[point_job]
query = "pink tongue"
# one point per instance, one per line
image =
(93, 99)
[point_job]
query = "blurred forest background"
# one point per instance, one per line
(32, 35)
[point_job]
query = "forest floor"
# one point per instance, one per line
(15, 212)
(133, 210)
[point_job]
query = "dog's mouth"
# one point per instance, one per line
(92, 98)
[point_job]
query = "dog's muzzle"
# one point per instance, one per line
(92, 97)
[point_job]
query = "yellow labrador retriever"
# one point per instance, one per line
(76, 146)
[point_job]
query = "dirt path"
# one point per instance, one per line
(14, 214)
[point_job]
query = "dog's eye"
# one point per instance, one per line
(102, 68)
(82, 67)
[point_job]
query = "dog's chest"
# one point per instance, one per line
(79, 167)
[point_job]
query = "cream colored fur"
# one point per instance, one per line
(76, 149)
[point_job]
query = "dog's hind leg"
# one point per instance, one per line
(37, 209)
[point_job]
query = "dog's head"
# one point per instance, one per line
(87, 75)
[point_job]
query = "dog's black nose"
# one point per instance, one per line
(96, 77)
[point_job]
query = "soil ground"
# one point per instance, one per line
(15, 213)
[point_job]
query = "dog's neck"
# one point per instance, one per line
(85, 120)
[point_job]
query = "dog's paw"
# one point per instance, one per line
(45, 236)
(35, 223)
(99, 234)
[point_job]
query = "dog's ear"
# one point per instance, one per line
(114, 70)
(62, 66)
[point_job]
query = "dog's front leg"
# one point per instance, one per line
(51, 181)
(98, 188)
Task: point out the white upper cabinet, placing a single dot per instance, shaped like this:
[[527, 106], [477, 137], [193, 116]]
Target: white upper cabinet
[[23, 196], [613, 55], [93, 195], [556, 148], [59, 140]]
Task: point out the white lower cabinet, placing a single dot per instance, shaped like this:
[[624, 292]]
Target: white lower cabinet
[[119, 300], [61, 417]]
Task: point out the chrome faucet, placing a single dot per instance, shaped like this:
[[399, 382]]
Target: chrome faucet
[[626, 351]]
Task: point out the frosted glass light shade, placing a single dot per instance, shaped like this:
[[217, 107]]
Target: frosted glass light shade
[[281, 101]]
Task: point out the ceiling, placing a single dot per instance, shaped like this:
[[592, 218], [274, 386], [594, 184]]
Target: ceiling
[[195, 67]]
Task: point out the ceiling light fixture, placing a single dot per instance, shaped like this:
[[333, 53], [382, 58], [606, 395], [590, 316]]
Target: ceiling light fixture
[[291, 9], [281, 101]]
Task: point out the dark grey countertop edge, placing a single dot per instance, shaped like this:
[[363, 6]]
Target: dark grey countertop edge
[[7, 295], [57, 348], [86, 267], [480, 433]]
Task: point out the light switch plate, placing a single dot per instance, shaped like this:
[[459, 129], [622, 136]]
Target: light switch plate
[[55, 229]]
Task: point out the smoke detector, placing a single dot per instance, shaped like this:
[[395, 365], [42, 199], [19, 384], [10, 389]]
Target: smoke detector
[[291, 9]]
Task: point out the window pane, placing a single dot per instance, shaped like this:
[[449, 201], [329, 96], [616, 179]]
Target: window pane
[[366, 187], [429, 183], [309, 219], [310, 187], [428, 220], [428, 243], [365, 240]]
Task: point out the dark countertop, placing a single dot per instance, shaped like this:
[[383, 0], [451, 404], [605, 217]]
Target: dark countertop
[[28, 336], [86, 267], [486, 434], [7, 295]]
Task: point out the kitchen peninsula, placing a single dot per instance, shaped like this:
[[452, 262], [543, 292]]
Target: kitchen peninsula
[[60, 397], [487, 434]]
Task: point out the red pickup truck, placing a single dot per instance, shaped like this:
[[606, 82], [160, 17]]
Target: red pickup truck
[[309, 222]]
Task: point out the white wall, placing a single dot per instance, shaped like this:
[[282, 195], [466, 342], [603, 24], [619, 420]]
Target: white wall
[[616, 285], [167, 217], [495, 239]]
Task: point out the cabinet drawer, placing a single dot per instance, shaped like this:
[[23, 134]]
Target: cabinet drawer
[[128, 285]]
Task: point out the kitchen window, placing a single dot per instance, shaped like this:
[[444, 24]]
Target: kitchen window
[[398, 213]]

######

Give the complete listing a second time, exactly as it reads.

--- Task output ---
[point_job]
query = "pink tongue"
# one point per instance, one per line
image =
(93, 99)
[point_job]
query = "blurred forest background"
# one point per instance, one per line
(32, 35)
[point_job]
query = "forest floor"
# one point per instance, one per line
(15, 212)
(133, 210)
[point_job]
query = "dog's mouth"
# one point per instance, one per line
(92, 98)
[point_job]
query = "dog's muzzle"
# one point per instance, one per line
(92, 97)
[point_job]
query = "yellow labrador retriever"
# one point per instance, one per line
(76, 146)
[point_job]
query = "dirt path"
# one point per instance, one per line
(14, 214)
[point_job]
query = "dog's eye"
# one point per instance, one per line
(102, 68)
(82, 67)
[point_job]
query = "dog's chest"
# one point per instance, one per line
(79, 167)
[point_job]
query = "cream colored fur"
# one point per instance, one per line
(76, 149)
[point_job]
query = "dog's hind leg"
# one point per instance, one per line
(37, 209)
[point_job]
query = "dog's head"
# one point per instance, one per line
(87, 75)
[point_job]
query = "dog's black nose"
# one point per instance, one per line
(96, 77)
[point_job]
query = "soil ground"
# one point per instance, one per line
(15, 213)
[point_job]
query = "dog's neck"
# one point per instance, one per line
(85, 120)
[point_job]
query = "dog's paw"
# one point per instance, one per line
(45, 236)
(35, 223)
(99, 234)
[point_job]
query = "dog's ear"
# one point per instance, one per line
(114, 70)
(62, 66)
[point_job]
query = "dog's front leg"
# one point per instance, one per line
(51, 181)
(98, 188)
Task: point out the white upper cabinet, placing a single dot per instance, shaped like this:
[[527, 106], [477, 137], [193, 116]]
Target: white upper cabinet
[[23, 196], [613, 55], [93, 195], [556, 148], [59, 140]]
Task: point out the white lower cabinet, placing a single dot per instance, shaped like this:
[[624, 292]]
Target: white lower cabinet
[[119, 300], [61, 417]]
Task: point out the chrome faucet, placing a single dot per instance, shaped like this:
[[399, 382]]
Target: chrome faucet
[[626, 351]]
Task: point out the frosted glass light shade, placing a single dot per instance, shaped like this:
[[217, 107]]
Target: frosted glass light shade
[[281, 101]]
Task: point out the ceiling, placing a single dot per instance, shaped like this:
[[592, 218], [274, 386], [594, 184]]
Target: ceiling
[[195, 67]]
Task: point out the ceiling light fixture, placing a single dot per instance, shaped like this:
[[333, 53], [382, 58], [606, 395], [590, 316]]
Target: ceiling light fixture
[[291, 9], [281, 101]]
Task: point out the dark grey countertop edge, placing a single dot per instance, shaped like this:
[[363, 6]]
Target: dark grey countertop edge
[[7, 295], [57, 348], [86, 267], [480, 433]]
Task: point out the light switch plate, placing a single dot per instance, shaped like this:
[[459, 129], [622, 136]]
Target: light switch plate
[[55, 229]]
Task: point out the smoke detector, placing a single dot per instance, shaped like this:
[[395, 365], [42, 199], [19, 384], [10, 389]]
Target: smoke detector
[[291, 9]]
Task: point out the window pane, placing a single dot per instance, shaped like this:
[[449, 201], [329, 96], [616, 179]]
Target: window pane
[[366, 187], [429, 183], [309, 219], [310, 187], [428, 220], [428, 243], [365, 240]]
Task: point out the dark countertop, placing a single dot per instance, shaped like this:
[[383, 0], [451, 404], [605, 217]]
Target: dark countertop
[[28, 336], [86, 267], [486, 434], [7, 295]]
Task: point out the kitchen peninsula, placing a single dot per instance, shaped like this:
[[452, 262], [543, 292]]
Target: kitchen peninsula
[[60, 397], [487, 434]]
Task: point out the red pickup truck, placing a single dot per instance, shaped like this:
[[606, 82], [160, 17]]
Target: red pickup truck
[[309, 222]]
Task: point out the white wall, placing a single dot per instance, shaped like this:
[[282, 195], [466, 342], [603, 24], [619, 420]]
Target: white wall
[[616, 285], [167, 217], [495, 239]]
Task: point out the cabinet drawer, placing a single dot per instance, shaped like this:
[[23, 134]]
Target: cabinet drawer
[[128, 285]]
Task: point out the kitchen window, placing a single dot per instance, shaped like this:
[[444, 24]]
Target: kitchen window
[[398, 213]]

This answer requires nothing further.